#### EXERCISE GOAL:
Transcribe the records without changes, from the line with "Where can the black" up to and including the line with "<point>435,381</point>".

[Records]
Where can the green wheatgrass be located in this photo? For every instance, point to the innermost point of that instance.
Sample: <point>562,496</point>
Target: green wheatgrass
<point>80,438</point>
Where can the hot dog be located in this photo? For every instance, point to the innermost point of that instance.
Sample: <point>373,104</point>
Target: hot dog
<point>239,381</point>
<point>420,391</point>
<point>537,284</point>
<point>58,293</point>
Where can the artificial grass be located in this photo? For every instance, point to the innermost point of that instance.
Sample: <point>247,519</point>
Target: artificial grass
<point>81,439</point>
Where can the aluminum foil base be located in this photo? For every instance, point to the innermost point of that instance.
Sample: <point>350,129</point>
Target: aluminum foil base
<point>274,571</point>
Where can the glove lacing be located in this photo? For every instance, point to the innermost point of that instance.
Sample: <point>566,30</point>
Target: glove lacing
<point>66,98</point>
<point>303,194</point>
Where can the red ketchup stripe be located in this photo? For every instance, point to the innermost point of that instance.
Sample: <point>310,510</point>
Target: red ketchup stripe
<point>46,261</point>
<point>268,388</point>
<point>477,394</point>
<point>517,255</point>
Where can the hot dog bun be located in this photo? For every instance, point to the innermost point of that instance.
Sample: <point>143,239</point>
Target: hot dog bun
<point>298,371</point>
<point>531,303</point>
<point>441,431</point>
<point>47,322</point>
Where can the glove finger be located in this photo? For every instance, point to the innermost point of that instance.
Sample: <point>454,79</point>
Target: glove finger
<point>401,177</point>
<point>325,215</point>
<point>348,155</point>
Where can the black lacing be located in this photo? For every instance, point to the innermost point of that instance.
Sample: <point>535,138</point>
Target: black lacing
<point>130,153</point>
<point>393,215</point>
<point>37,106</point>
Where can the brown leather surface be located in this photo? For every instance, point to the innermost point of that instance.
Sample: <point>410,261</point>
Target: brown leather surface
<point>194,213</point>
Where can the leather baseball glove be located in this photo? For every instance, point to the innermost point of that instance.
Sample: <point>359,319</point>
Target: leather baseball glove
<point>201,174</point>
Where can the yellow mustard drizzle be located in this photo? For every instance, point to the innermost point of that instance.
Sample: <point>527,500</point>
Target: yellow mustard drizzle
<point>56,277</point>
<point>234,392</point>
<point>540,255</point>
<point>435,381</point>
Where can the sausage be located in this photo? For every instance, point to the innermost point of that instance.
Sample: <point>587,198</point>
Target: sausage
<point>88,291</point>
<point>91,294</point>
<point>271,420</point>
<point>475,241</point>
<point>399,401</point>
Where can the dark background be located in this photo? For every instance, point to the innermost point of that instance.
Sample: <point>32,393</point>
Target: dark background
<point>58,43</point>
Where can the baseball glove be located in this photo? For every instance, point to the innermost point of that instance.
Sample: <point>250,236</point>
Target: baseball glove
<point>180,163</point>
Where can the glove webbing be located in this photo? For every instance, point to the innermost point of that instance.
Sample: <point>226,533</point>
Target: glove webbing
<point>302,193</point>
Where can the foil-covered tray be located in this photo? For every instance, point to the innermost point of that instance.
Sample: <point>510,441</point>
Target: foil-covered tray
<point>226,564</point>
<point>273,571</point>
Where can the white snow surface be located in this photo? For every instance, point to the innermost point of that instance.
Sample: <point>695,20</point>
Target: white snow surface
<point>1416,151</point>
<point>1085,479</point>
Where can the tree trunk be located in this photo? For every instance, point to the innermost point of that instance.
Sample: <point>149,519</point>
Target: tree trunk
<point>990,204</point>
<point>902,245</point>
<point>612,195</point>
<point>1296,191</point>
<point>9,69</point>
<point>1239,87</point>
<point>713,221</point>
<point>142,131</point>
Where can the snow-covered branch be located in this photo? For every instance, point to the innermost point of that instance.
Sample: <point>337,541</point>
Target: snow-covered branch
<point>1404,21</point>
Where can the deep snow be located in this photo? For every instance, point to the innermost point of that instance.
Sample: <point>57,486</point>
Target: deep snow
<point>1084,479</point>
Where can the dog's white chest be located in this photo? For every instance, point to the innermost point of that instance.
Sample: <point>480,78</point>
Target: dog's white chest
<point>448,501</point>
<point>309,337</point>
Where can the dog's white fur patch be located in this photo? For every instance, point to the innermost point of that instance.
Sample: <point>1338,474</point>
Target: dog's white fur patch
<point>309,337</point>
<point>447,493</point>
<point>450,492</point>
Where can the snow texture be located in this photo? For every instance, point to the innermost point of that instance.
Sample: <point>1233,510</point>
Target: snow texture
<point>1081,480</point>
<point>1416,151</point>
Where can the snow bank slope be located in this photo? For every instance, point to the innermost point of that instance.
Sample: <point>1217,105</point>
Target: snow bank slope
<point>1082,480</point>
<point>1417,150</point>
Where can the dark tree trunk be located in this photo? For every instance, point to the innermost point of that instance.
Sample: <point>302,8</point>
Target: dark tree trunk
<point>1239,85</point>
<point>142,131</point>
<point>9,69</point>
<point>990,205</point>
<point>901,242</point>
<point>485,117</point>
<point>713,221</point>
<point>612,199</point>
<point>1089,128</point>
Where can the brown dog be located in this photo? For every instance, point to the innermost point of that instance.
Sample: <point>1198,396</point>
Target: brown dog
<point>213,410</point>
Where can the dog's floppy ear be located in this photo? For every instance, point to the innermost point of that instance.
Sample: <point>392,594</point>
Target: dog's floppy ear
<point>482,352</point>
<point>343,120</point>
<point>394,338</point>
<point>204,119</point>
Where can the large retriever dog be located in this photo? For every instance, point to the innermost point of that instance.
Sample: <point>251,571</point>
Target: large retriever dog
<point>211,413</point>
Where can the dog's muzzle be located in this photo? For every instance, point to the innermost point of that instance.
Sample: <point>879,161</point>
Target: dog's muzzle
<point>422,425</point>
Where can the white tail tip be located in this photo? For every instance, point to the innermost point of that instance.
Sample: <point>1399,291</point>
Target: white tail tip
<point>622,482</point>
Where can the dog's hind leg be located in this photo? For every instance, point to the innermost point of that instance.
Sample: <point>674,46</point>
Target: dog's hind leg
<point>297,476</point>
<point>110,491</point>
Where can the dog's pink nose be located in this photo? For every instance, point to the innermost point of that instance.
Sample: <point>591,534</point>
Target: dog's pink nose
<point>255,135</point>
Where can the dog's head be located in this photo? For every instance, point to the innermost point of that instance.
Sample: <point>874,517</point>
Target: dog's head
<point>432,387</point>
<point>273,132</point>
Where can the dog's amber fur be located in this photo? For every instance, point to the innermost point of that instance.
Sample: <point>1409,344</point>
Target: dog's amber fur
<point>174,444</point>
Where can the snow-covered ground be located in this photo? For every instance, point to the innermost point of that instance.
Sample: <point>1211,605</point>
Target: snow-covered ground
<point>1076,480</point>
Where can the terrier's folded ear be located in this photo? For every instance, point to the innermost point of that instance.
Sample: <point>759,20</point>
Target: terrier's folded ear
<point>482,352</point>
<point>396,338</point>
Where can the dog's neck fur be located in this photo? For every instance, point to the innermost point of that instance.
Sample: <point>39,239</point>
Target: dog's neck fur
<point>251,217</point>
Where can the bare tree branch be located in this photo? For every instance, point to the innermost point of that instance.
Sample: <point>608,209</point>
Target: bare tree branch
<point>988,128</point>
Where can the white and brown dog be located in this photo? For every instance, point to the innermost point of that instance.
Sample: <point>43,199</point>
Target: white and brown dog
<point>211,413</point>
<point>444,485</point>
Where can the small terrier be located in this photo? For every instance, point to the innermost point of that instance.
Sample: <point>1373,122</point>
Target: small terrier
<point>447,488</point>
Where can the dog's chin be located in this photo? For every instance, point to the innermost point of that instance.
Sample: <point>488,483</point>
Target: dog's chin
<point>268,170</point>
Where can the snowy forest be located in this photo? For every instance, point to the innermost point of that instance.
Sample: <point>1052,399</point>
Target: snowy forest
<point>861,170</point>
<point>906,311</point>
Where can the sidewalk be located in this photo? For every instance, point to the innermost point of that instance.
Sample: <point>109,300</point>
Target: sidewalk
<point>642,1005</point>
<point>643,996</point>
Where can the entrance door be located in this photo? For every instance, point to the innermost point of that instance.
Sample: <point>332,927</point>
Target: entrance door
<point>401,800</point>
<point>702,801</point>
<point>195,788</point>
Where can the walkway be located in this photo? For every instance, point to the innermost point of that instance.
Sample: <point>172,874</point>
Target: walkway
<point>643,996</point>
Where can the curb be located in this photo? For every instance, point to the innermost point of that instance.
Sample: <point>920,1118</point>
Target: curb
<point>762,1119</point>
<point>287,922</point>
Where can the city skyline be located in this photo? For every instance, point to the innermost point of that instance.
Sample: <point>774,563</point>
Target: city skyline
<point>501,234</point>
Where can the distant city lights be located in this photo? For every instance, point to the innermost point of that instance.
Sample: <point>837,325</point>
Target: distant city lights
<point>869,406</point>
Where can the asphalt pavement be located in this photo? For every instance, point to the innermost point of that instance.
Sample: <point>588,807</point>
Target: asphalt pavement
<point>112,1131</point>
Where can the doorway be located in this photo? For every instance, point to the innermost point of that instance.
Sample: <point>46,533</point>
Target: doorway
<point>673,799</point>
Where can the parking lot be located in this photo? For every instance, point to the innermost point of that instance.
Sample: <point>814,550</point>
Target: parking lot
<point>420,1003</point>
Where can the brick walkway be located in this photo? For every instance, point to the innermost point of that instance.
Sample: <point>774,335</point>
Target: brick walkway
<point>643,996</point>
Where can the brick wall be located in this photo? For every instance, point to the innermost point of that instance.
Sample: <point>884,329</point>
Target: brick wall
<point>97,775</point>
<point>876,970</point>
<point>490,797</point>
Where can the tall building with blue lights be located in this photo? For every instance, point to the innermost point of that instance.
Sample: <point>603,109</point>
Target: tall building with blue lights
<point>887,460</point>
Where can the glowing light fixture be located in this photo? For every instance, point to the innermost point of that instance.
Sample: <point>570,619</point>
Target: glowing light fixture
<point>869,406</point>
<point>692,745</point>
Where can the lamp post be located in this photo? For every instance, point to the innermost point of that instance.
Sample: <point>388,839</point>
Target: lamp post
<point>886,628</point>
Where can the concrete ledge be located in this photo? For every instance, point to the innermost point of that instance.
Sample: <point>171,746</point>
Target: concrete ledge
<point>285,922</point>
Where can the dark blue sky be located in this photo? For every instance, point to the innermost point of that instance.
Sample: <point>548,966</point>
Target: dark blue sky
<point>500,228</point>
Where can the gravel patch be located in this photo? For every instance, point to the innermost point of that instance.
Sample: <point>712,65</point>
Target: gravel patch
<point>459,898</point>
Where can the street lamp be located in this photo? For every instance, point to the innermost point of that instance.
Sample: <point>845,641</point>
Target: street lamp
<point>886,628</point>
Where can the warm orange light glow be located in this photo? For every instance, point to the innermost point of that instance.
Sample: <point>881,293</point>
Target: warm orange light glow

#### WRITTEN SOLUTION:
Where can the black lacing be located in this photo? For every instance, point to the innermost point of that instance.
Sample: <point>535,138</point>
Target: black lacing
<point>130,153</point>
<point>393,215</point>
<point>37,106</point>
Where can the brown leather surface be located in this photo? For every instance, point to the innermost point of that instance.
Sample: <point>410,261</point>
Target: brown leather surface
<point>194,213</point>
Where can the leather baseball glove be located in this photo? For every instance, point to the innermost point of that instance.
Sample: <point>359,319</point>
Target: leather baseball glove
<point>201,174</point>
Where can the yellow mustard drizzle be located in this photo? For every instance, point to the innermost point of that instance.
Sample: <point>527,500</point>
Target: yellow mustard drizzle
<point>56,277</point>
<point>234,392</point>
<point>540,255</point>
<point>435,381</point>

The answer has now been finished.